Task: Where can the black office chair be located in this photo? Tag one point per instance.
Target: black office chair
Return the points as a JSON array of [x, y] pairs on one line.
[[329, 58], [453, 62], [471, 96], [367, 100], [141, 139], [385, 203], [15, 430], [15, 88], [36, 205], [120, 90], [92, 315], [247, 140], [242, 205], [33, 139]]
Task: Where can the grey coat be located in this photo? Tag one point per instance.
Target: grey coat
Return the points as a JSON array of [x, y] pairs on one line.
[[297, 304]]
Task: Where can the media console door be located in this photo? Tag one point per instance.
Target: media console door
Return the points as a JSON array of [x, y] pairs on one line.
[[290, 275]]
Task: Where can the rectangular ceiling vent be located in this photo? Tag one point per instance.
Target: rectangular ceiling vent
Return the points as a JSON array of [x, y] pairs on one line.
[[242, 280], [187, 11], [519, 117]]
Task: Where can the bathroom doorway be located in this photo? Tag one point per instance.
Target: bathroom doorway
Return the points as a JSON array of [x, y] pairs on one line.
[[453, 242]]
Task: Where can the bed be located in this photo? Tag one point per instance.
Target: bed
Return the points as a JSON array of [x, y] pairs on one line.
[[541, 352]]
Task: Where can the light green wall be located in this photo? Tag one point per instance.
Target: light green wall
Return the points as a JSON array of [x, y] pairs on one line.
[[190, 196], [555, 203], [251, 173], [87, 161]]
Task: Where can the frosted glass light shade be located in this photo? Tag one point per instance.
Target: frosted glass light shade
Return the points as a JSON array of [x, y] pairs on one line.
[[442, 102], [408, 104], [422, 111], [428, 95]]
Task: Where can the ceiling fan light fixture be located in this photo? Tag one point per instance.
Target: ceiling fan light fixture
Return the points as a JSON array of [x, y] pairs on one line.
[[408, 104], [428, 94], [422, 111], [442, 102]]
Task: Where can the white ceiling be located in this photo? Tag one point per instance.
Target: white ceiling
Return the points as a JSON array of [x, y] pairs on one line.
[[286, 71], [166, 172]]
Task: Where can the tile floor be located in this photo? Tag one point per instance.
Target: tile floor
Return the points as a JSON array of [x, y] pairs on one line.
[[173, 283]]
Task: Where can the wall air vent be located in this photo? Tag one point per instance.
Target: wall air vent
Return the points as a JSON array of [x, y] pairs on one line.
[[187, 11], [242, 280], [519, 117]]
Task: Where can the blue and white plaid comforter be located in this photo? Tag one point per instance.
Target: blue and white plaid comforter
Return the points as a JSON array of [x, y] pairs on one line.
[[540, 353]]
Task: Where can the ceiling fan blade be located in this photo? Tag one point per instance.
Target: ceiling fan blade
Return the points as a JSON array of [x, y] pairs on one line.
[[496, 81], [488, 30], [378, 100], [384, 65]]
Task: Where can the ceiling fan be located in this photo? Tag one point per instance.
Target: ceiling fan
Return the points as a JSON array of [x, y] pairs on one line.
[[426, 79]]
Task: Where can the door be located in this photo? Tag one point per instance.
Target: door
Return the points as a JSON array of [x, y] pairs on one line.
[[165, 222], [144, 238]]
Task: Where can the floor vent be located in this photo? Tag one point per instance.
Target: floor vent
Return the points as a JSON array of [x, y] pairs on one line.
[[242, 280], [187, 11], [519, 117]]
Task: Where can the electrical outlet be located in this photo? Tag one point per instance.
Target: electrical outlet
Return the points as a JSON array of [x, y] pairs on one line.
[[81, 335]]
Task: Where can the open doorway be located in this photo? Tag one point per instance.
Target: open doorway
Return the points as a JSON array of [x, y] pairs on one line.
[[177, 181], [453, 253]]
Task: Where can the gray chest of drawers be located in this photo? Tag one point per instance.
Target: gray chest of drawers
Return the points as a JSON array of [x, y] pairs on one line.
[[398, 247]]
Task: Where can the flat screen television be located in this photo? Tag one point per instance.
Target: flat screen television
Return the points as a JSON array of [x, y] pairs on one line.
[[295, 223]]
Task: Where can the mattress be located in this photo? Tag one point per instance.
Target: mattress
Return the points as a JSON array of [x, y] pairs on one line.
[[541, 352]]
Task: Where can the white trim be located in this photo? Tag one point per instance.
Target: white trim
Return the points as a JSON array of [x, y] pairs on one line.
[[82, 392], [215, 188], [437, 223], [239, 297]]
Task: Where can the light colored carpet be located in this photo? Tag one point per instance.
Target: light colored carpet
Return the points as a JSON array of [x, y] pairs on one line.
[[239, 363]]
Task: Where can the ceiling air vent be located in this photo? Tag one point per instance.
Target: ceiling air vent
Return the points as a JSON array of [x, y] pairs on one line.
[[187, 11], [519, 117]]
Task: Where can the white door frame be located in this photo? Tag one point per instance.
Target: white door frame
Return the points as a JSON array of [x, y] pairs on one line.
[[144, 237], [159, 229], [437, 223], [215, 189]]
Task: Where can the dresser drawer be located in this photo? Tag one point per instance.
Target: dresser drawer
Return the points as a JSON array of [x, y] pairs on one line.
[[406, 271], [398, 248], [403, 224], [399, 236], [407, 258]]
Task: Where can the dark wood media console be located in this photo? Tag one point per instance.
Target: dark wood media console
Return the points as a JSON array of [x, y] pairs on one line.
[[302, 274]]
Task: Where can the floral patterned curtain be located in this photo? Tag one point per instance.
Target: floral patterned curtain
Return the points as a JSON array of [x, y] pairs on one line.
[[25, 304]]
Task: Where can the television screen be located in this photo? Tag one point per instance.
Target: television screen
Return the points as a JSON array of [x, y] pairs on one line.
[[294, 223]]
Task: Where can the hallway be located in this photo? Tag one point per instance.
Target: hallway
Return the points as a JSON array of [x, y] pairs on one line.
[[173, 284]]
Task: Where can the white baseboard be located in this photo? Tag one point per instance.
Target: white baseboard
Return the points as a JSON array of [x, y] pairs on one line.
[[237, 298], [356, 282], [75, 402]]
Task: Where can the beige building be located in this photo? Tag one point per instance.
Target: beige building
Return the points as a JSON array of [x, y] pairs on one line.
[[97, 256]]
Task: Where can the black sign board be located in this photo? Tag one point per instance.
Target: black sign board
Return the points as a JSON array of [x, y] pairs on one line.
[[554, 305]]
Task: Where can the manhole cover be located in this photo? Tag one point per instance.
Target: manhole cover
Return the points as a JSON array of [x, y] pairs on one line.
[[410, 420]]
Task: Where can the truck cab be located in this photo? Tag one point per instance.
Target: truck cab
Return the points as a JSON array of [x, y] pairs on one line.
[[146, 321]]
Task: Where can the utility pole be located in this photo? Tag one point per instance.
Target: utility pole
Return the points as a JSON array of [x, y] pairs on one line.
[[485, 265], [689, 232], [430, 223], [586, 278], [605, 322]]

*Work to complete*: Retype every row above word for word, without changing anything.

*Reply to the task*:
Task: Where can the black office chair be located in this photo? Tag one point per instance.
Target: black office chair
Return the points as a JSON array of [x, y] pairs on one line.
[[329, 58], [453, 62], [471, 96], [367, 100], [141, 139], [385, 203], [15, 430], [15, 88], [36, 205], [120, 90], [92, 315], [247, 140], [242, 205], [33, 139]]
Task: Where can the grey coat be located in this photo? Tag one point per instance.
Target: grey coat
Return the points as a JSON array of [x, y] pairs on one line.
[[297, 304]]
Task: Where can the media console door be located in this photo? Tag one point per instance.
Target: media console door
Return the points as a JSON array of [x, y] pairs on one line.
[[290, 275]]
Task: Where can the rectangular ceiling vent be located in this photo? Tag one point per instance.
Target: rectangular ceiling vent
Return the points as a JSON array of [x, y] pairs on one line.
[[242, 280], [187, 11], [519, 117]]
Task: Where can the bathroom doorway be located in this photo? Tag one point per instance.
Target: bathroom doorway
Return the points as a JSON array of [x, y] pairs on one line.
[[453, 242]]
Task: Where can the bed be located in this photo? Tag one point per instance.
Target: bed
Return the points as a JSON array of [x, y] pairs on one line.
[[541, 352]]
Task: Where can the light green wall be located in this photo? Tag one point per instance.
Target: light green wall
Return the points as a JSON array of [x, y] pairs on one line.
[[190, 196], [555, 203], [251, 173], [87, 161]]
Task: Where can the frosted glass light shade be located in this photo? Tag one point per instance.
Target: frosted glass light shade
Return the points as a JSON array of [x, y] pairs on one line.
[[442, 102], [408, 104], [422, 111], [428, 95]]
Task: Where can the ceiling fan light fixture be located in this photo? Tag one point per instance.
Target: ceiling fan light fixture
Return the points as a JSON array of [x, y] pairs on one line.
[[408, 104], [428, 94], [422, 111], [442, 102]]
Task: Where can the white ceiling be located in this photo? Tag one point per instance.
Target: white ceiling
Return the points as a JSON array of [x, y] pairs on one line.
[[286, 71], [166, 172]]
Task: Where can the tile floor be located in this photo? Tag one point per instance.
Target: tile floor
Return the points as a JSON array of [x, y] pairs on one line.
[[173, 283]]
Task: Where can the wall air vent be located in this photo? Tag one point per instance.
Target: wall air vent
Return the points as a JSON array of [x, y] pairs on one line.
[[187, 11], [242, 280], [519, 117]]
Task: Where can the blue and white plaid comforter be located in this photo? Tag one point per instance.
Target: blue and white plaid comforter
Return the points as a JSON array of [x, y] pairs on one line.
[[540, 353]]
Task: Where can the ceiling fan blade be located in this photo? Tag one point per instance.
Target: ceiling fan blade
Return the points as a JSON array of [x, y] pairs on one line.
[[496, 81], [488, 30], [378, 100], [384, 65]]
Task: Where can the ceiling fan be located in this photo? Tag one point per instance.
Target: ceiling fan
Return the points as a JSON array of [x, y] pairs on one line.
[[426, 79]]
Task: Where can the door be located in this photo? Tag one point per instance.
Target: door
Return the points as a JSON array of [x, y] pairs on one line.
[[165, 222], [144, 238]]
Task: Where can the floor vent be located in this photo? Tag one point per instance.
Target: floor vent
Return the points as a JSON array of [x, y] pairs on one line.
[[242, 280], [187, 11], [519, 117]]
Task: Where can the electrical outlet be located in this photo? Tag one point per instance.
Target: electrical outlet
Return the points as a JSON array of [x, y] pairs on one line.
[[81, 335]]
Task: Where can the open doorway be located in this photo? Tag one point per instance.
Target: open doorway
Return the points as a JSON array of [x, y] pairs on one line.
[[177, 181], [453, 253]]
Task: Where can the gray chest of drawers be located in this photo? Tag one point per instance.
Target: gray chest of drawers
Return the points as a JSON array of [x, y] pairs on one line.
[[398, 247]]
Task: Where can the flat screen television be located in this photo? Tag one point per instance.
Target: flat screen television
Return the points as a JSON array of [x, y] pairs on one line.
[[295, 223]]
Task: Where can the mattress be located in this photo? Tag one point per instance.
Target: mattress
Return the points as a JSON array of [x, y] pairs on one line.
[[541, 352]]
Task: Where can the white trim be located in this photo? Tag one point per instance.
Target: white trim
Return the points as a JSON array of [x, y] pairs on one line.
[[82, 392], [215, 188], [437, 223], [239, 297]]
Task: Where can the light colored carpet be located in this photo? Tag one point per instance.
Target: light colored carpet
Return the points as a JSON array of [x, y] pairs on one line.
[[239, 363]]
Task: Where can the ceiling air vent be located in this photo? Tag one point per instance.
Target: ceiling air vent
Return the points as a JSON array of [x, y] pairs on one line.
[[187, 11], [519, 117]]
Task: Where can the white door frame be located in this photo? Tag one point per instance.
Target: white door frame
Return the points as a JSON array of [x, y] pairs on one line.
[[144, 237], [159, 229], [437, 223], [215, 189]]
Task: Where can the dresser drawer be located in this photo? Tag one point per instance.
Target: dresser drawer
Return the points as a JSON array of [x, y] pairs on one line.
[[406, 271], [398, 248], [403, 224], [399, 236], [407, 258]]
Task: Where can the dark wood media console be located in this photo? Tag one point per instance.
Target: dark wood media console
Return the points as a JSON array of [x, y] pairs on one line.
[[302, 274]]
Task: Where can the floral patterned curtain be located in this photo? Tag one point per instance.
Target: floral patterned curtain
Return the points as a JSON array of [x, y] pairs on one line.
[[25, 304]]
Task: Where can the television screen be located in this photo? Tag one point per instance.
Target: television screen
Return the points as a JSON array of [x, y] pairs on one line.
[[294, 223]]
Task: Where can the hallway be located in this photo? Tag one point per instance.
Target: hallway
Return the points as a JSON array of [x, y] pairs on one line.
[[173, 284]]
Task: Where can the white baseboard be located in this photo? Tag one point per instance.
Target: white baseboard
Return the points as a JSON array of [x, y] pairs on one line.
[[237, 298], [356, 282], [75, 402]]
Task: Where can the beige building be located in this photo? Tag one point per instance.
Target: beige building
Return the points as a JSON array of [x, y] pairs on one line.
[[97, 256]]
Task: Where can the black sign board be located in this photo? Tag one point per instance.
Target: black sign board
Return the points as a JSON array of [x, y] pairs on one line.
[[554, 305]]
Task: Where can the manhole cover be located in this photo? Tag one point per instance.
Target: manhole cover
Return the points as a JSON array of [x, y] pairs on one line.
[[410, 420]]
Task: Where can the truck cab be located in this photo? Tag one point per instance.
Target: truck cab
Return the points as a JSON array of [x, y] pairs on one line.
[[146, 321]]
Task: Where can the utility pole be located in this photo? Tag one point per instance.
Target: utility pole
Return the points as a JSON array of [x, y] pairs on one line.
[[485, 265], [689, 232], [430, 223], [586, 278], [605, 322]]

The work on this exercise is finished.